▼
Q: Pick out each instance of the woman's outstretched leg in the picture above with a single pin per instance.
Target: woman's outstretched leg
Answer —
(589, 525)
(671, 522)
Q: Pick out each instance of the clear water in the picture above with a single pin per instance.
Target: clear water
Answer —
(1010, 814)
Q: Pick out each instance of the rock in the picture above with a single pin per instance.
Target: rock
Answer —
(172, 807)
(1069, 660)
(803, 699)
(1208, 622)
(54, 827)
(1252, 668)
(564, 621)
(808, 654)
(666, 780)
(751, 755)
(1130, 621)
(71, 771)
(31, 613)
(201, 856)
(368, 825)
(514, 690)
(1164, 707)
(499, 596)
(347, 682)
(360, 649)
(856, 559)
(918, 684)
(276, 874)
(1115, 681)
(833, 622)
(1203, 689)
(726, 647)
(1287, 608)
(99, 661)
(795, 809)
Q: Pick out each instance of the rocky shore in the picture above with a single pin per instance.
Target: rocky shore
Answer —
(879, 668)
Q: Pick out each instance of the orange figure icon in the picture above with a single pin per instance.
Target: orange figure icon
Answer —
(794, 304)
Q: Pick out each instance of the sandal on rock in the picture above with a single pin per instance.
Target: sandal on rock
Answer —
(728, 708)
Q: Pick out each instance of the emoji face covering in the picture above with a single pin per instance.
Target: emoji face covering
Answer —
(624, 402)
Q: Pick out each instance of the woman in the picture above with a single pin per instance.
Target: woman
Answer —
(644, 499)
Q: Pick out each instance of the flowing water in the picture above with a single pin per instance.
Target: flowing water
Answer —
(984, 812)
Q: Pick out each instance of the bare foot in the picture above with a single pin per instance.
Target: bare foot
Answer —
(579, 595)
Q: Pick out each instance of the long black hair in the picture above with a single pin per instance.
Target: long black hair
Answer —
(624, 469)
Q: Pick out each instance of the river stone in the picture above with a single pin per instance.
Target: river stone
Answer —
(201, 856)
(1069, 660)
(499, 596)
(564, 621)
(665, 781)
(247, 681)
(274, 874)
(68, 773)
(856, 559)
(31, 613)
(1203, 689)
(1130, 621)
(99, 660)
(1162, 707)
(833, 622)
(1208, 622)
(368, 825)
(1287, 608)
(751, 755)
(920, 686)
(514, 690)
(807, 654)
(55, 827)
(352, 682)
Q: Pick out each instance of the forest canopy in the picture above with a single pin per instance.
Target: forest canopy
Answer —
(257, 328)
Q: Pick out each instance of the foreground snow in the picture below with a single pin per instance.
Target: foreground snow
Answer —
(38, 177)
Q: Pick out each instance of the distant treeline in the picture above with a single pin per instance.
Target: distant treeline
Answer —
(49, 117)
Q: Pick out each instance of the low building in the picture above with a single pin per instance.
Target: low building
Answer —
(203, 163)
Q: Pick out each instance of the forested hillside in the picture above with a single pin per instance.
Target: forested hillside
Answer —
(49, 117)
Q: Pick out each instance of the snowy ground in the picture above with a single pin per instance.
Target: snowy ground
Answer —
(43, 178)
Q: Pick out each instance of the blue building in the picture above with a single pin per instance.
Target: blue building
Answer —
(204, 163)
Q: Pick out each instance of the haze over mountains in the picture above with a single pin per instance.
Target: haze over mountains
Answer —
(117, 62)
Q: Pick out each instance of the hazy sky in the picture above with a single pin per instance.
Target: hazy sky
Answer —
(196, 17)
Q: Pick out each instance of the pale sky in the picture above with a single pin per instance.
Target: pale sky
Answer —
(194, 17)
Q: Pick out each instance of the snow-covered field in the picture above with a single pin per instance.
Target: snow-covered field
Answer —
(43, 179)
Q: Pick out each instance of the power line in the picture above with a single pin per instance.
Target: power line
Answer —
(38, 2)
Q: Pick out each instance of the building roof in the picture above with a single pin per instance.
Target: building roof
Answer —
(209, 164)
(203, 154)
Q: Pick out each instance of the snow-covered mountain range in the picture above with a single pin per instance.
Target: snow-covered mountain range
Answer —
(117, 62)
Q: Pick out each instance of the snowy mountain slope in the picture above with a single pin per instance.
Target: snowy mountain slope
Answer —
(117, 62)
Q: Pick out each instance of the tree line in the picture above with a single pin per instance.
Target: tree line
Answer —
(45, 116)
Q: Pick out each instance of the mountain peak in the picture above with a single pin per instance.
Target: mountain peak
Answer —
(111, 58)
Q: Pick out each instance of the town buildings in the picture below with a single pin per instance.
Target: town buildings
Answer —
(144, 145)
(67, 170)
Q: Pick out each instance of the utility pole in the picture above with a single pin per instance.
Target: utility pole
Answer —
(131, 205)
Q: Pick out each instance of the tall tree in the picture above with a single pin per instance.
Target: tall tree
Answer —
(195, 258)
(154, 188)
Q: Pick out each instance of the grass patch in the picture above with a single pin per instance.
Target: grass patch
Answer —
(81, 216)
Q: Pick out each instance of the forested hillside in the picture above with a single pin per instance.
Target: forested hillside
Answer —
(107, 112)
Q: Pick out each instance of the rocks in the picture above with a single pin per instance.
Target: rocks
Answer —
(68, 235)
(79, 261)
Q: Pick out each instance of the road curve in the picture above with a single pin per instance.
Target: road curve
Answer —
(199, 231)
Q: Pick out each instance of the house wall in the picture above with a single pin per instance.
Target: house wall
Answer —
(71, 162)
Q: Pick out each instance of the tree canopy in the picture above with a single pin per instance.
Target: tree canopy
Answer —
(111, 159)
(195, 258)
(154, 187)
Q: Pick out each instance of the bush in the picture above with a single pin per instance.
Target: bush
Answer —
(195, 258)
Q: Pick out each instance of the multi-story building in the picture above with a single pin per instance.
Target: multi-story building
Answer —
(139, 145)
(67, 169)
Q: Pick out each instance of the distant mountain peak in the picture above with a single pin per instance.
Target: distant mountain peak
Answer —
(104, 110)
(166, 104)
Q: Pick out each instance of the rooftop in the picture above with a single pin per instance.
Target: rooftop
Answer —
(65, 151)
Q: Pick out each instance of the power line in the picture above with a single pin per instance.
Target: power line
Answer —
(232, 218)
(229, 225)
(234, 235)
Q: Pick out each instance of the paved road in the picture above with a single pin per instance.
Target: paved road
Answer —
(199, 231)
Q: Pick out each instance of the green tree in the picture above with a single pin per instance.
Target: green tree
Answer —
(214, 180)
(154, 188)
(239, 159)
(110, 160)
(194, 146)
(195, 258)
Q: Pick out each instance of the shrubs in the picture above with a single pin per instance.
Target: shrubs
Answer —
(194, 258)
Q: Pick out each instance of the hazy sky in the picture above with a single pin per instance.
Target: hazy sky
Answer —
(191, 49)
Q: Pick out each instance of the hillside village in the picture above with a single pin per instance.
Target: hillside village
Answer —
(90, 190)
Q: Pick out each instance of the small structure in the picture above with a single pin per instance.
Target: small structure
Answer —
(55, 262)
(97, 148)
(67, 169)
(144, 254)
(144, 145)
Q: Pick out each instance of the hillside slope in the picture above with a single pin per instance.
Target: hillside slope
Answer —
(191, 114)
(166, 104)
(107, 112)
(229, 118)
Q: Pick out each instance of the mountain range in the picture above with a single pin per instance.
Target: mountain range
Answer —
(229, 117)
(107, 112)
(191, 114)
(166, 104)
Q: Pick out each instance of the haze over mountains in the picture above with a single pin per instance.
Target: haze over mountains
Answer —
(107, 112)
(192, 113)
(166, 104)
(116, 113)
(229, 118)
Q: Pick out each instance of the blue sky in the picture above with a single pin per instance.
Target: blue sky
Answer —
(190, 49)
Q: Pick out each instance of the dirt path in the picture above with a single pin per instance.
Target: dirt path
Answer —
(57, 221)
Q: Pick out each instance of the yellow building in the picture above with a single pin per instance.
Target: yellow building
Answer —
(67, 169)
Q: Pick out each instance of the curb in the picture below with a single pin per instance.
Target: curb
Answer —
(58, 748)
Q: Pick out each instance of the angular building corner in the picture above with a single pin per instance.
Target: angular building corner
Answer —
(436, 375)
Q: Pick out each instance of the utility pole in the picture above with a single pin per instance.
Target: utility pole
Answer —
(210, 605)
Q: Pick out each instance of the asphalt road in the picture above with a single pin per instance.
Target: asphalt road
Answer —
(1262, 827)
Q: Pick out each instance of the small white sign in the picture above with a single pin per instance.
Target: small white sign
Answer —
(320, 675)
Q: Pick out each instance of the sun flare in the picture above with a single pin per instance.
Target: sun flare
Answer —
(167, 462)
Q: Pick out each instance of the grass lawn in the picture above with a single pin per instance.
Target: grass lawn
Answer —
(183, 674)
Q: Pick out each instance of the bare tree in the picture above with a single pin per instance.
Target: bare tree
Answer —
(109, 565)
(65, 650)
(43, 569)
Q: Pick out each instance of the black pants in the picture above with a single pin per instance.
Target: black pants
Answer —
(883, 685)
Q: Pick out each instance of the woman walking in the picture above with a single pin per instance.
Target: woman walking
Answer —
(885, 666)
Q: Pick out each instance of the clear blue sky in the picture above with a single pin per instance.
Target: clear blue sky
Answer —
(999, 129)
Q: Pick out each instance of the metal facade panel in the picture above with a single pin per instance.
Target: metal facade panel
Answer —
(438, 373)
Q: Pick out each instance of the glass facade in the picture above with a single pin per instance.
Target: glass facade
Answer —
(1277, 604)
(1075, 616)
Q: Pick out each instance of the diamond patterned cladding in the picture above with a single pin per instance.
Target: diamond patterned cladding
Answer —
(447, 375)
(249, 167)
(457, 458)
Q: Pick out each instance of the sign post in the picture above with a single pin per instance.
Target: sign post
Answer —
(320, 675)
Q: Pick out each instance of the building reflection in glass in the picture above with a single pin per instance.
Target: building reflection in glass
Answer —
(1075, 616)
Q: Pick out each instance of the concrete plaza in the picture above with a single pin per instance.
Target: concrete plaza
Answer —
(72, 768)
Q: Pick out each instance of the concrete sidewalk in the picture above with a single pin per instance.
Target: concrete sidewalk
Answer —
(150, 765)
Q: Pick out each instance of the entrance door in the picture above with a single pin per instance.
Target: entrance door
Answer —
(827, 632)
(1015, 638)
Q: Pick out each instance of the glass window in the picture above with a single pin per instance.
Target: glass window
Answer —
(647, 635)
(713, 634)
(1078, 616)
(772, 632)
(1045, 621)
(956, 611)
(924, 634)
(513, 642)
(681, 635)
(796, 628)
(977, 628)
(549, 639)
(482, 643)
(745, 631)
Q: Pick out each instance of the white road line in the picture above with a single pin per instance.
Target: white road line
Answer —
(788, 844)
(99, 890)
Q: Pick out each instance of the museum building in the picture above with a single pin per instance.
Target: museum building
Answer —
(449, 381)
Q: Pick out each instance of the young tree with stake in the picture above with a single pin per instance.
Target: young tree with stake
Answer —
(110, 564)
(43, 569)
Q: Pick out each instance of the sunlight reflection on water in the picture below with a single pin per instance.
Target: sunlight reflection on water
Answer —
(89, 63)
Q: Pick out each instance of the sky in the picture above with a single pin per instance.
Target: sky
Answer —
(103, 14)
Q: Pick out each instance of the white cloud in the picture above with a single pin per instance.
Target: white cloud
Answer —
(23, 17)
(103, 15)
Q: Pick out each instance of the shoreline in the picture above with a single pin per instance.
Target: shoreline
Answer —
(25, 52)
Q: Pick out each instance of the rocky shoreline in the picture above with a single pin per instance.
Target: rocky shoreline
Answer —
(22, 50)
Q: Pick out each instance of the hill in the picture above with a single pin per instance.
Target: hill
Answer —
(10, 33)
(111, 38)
▲
:: SET EXERCISE ::
Write out the stretch of rows from the line containing "Q: Pick out each instance of the white cloud" through the end, swapping "hill" for "ridge" and leaving everything else as it is.

:: THE SOLUTION ::
Q: Pick out each instance of the white cloud in the picture above with a single pin per instance.
Target: white cloud
Answer —
(23, 17)
(103, 15)
Q: Pick out each instance of the shoreline in the picture above with a single pin per instance.
Target: shoreline
Answer —
(25, 52)
Q: Pick out each instance of the rocky shoreline in the picture above with a single pin per instance.
Target: rocky shoreline
Answer —
(22, 50)
Q: Pick out each instance of the ridge in the picture above with a single pin per instance.
Target: ridge
Answer —
(10, 33)
(111, 38)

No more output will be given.